### GIVEN TEXT
__________________________________________________

The currencies of those nations earlier in their cycle of economic development are always the most vulnerable during a crisis. With thinner capital markets, a reliance upon the exportation of primary or secondary materials and raw commodities, they are highly sensitive to global downturn. Accordingly, their currencies are always the first to be hit by speculative flows when the footing that the global economy stands upon appears to crack. We have now passed the immediate speculative selling phase and foreign exchange flows are increasingly reflective of real money exchanges and sentiment, albeit distorted by the defensive actions of respective central banks and governments.
Since the beginning of the year, measured against the US Dollar, the Turkish Lira has lost approximately 15%; the South African Rand 40% at its peak; the Brazilian Real 34%; and the Mexican Peso as much as 37% to name but a few. Whilst the devaluation in each currency’s value will create its own corrective momentum making the exports of each nation cheaper to a degree corresponding to the size of its fall, in a global economy that isn’t buying it’s little consolation. More importantly, falls of this degree in the value of a nation’s currency perturb investors from lending much needed cash to domestic governments. So how long can this last and can it recover?

__________________________________________________

### STUDY MATERIAL
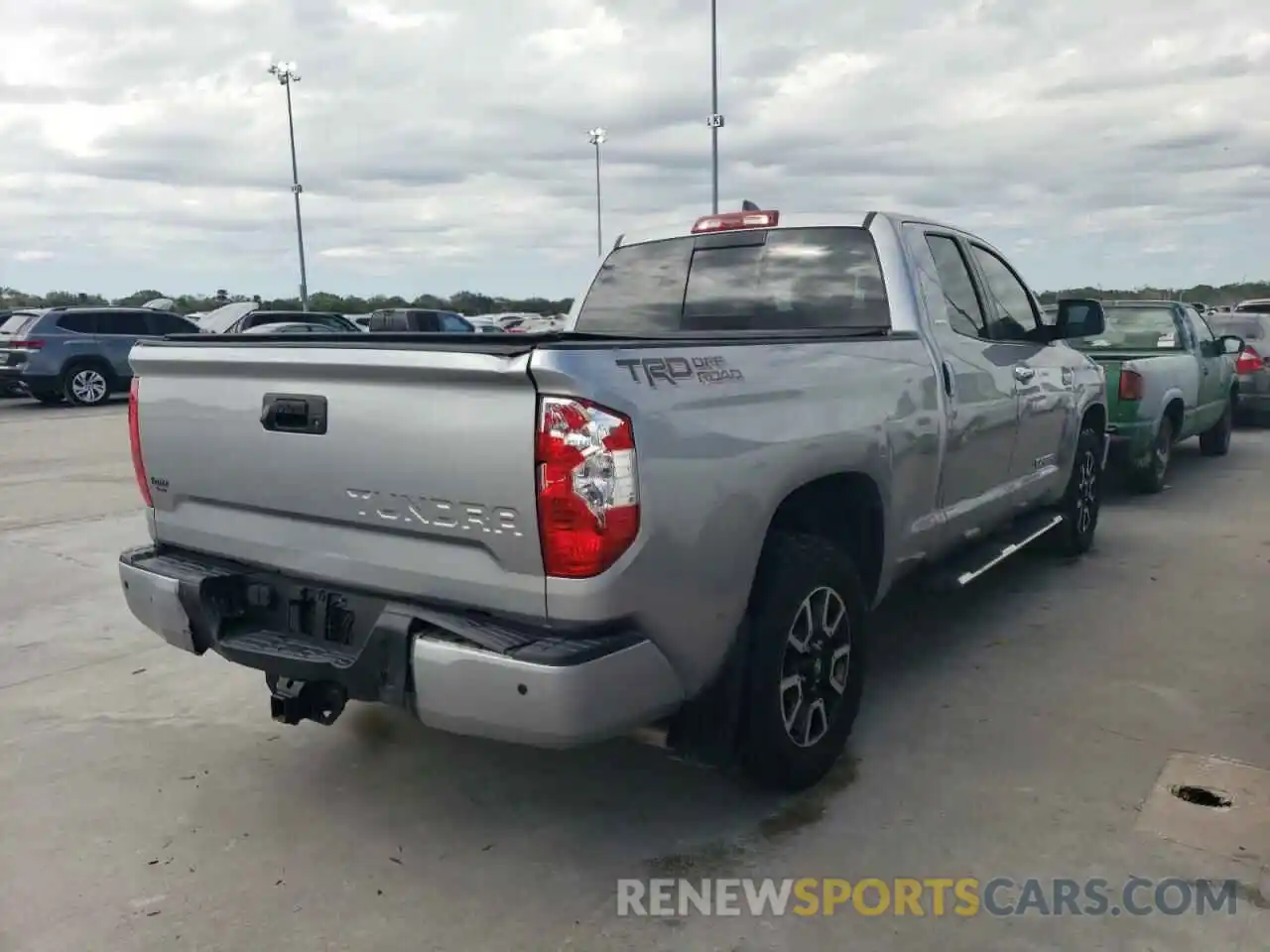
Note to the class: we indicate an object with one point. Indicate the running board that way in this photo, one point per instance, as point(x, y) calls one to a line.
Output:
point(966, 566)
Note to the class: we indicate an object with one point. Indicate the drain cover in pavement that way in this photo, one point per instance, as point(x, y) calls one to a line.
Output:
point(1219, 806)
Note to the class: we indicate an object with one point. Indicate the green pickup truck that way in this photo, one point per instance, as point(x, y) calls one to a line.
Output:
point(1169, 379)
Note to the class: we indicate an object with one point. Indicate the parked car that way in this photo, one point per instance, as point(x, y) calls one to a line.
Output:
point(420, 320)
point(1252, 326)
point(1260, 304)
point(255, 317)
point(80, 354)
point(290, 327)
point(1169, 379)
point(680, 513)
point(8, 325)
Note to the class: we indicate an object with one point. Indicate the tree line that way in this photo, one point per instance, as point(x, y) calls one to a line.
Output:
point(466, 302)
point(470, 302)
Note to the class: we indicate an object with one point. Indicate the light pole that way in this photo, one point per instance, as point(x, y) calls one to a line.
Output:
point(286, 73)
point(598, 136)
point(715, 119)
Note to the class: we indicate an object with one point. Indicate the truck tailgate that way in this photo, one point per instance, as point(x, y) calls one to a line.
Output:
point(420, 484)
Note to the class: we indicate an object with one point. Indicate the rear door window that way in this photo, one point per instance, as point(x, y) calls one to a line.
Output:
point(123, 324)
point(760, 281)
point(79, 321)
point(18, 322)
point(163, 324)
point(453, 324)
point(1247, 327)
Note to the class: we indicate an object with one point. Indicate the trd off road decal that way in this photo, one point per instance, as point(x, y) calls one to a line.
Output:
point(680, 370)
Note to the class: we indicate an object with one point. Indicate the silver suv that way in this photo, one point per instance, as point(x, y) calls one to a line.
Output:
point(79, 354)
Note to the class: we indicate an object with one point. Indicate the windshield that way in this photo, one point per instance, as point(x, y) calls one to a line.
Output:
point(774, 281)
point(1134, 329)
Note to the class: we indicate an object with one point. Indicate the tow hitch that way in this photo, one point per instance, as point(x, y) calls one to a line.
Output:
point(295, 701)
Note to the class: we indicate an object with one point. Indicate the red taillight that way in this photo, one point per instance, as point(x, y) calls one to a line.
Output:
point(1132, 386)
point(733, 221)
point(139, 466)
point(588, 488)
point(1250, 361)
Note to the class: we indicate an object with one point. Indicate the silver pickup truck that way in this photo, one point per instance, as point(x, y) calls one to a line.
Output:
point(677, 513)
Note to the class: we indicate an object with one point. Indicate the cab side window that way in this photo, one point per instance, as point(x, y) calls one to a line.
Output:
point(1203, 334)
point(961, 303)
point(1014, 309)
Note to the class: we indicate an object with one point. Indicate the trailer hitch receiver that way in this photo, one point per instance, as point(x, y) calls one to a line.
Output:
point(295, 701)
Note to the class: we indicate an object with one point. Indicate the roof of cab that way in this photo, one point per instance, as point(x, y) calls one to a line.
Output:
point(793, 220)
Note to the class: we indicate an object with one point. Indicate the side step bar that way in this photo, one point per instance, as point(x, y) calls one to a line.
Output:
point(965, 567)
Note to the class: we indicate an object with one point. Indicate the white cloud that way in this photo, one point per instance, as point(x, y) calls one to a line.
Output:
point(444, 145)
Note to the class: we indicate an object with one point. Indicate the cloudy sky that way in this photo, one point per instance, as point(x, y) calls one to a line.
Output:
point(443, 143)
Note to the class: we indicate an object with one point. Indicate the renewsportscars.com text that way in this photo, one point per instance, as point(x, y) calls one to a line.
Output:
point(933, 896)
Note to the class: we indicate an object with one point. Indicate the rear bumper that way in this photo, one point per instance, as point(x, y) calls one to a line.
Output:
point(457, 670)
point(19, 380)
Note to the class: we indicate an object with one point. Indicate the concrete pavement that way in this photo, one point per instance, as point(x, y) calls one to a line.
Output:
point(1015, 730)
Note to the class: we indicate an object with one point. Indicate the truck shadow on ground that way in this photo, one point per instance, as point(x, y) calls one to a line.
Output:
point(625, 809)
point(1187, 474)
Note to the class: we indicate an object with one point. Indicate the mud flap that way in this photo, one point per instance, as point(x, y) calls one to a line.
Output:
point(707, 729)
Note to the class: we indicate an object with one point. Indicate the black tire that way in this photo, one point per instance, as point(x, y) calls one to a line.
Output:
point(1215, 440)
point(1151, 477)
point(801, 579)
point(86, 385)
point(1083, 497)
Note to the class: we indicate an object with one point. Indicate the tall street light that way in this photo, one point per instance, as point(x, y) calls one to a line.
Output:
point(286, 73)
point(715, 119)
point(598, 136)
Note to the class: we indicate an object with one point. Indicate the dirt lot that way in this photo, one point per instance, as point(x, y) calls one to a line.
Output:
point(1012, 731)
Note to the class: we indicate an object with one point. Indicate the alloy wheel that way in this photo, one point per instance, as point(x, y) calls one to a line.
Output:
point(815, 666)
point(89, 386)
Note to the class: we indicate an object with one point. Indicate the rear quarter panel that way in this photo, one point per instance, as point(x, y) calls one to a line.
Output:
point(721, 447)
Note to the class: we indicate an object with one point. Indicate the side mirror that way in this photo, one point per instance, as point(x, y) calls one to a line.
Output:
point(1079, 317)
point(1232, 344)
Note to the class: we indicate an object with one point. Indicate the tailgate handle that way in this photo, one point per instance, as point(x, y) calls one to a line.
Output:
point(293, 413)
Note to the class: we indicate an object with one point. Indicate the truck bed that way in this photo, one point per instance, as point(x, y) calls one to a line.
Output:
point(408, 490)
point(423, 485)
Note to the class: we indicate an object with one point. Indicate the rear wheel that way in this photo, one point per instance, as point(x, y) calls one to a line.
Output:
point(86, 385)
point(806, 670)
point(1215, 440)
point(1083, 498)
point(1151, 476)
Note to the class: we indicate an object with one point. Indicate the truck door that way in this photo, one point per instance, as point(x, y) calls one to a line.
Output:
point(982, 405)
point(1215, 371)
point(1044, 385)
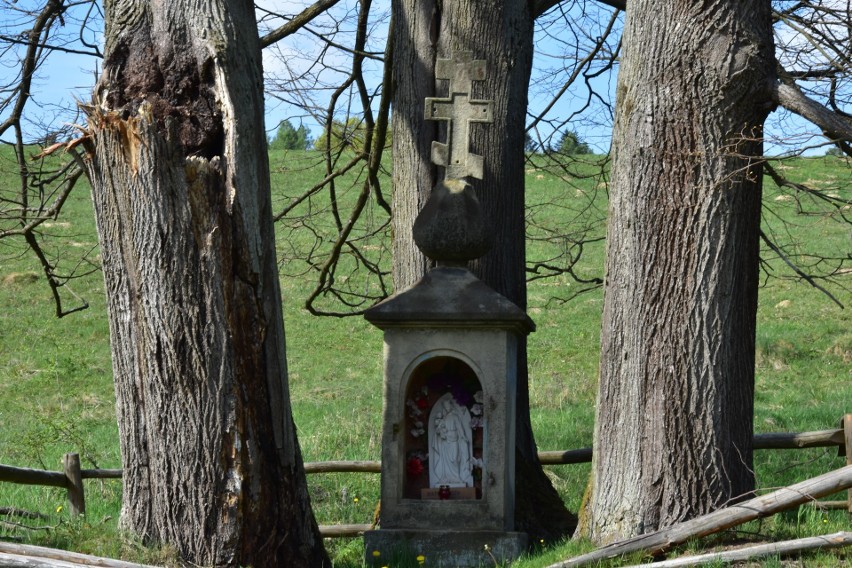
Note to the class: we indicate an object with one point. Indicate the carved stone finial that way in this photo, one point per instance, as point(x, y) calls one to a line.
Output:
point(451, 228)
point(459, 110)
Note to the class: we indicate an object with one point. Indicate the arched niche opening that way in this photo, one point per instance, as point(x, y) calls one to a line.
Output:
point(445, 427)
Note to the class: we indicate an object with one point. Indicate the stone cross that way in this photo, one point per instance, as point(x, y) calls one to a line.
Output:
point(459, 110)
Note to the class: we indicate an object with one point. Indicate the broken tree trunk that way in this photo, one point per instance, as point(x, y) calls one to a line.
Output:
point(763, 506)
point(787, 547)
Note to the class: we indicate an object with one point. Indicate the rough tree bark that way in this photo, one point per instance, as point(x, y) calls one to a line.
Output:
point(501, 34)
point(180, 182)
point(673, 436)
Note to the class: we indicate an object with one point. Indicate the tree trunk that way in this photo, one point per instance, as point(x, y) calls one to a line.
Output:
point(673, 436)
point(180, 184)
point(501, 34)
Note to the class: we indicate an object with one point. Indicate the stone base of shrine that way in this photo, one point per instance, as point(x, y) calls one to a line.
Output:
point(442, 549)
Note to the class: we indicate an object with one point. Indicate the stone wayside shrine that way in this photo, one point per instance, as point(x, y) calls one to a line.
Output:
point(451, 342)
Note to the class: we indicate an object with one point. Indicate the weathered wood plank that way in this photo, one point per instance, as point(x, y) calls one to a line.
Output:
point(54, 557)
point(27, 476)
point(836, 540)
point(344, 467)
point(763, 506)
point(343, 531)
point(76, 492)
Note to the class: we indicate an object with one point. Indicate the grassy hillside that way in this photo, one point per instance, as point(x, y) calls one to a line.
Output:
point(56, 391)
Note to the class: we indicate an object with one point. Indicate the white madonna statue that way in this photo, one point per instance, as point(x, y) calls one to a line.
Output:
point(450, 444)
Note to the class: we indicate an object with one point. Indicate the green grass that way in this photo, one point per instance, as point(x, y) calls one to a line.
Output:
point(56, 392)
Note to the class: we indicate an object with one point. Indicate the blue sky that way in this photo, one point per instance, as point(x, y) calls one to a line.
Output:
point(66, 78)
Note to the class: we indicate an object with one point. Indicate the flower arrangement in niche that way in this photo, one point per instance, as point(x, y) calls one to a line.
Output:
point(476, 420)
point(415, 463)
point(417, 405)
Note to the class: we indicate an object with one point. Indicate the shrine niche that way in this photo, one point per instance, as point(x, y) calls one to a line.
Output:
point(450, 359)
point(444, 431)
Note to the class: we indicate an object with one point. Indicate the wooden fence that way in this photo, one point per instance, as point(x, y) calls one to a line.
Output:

__________________________________________________

### EXERCISE INSTRUCTIONS
- A) Condense the paragraph of the emerging-market currency text that begins "Since the beginning of the year" into a short bulleted list that keeps its main facts.
- B) Carry the emerging-market currency text forward from its final sentence, adding one or two paragraphs in the same voice.

### ANSWERS TO EACH TASK
- A)
- Since the start of the year, against the US Dollar, the Turkish Lira has fallen about 15%, the South African Rand 40% at its peak, the Brazilian Real 34%, and the Mexican Peso as much as 37%.
- Each devaluation makes that nation's exports cheaper in proportion to its fall, but this is little help while the global economy isn't buying.
- More importantly, falls this large deter investors from lending needed cash to domestic governments.
- The open questions are how long this can last and whether the currencies can recover.

- B)
Fortunately for Emerging Market (EM) currencies we do not live in a Hobbesian state of nature, international institutions are brokering deals or offering direct support to limit both the social and economic impact of the coronavirus. The G20 for example, has been brokering a deal for a moratorium on foreign debt repayments. By temporarily suspending the requirement to repay and finance loans frequently issued in a foreign currency, poorer nations will be able to reallocate capital and simultaneously protect their foreign currency reserves. The call to pursue such a plan came from the IMF and World Bank last month who themselves have created significant budgets available for emerging market borrowing. You can lead a horse to water but you can’t make it drink, however. As Argentina is lining up for its 9th sovereign debt default, Turkey is rejecting IMF support and going it alone to curb speculative selling of its Lira. Nonetheless, the backstops in place mean that it is unlikely an entire nation goes bankrupt causing irrevocable damage to the state and its currency. Emerging market currencies can therefore recover.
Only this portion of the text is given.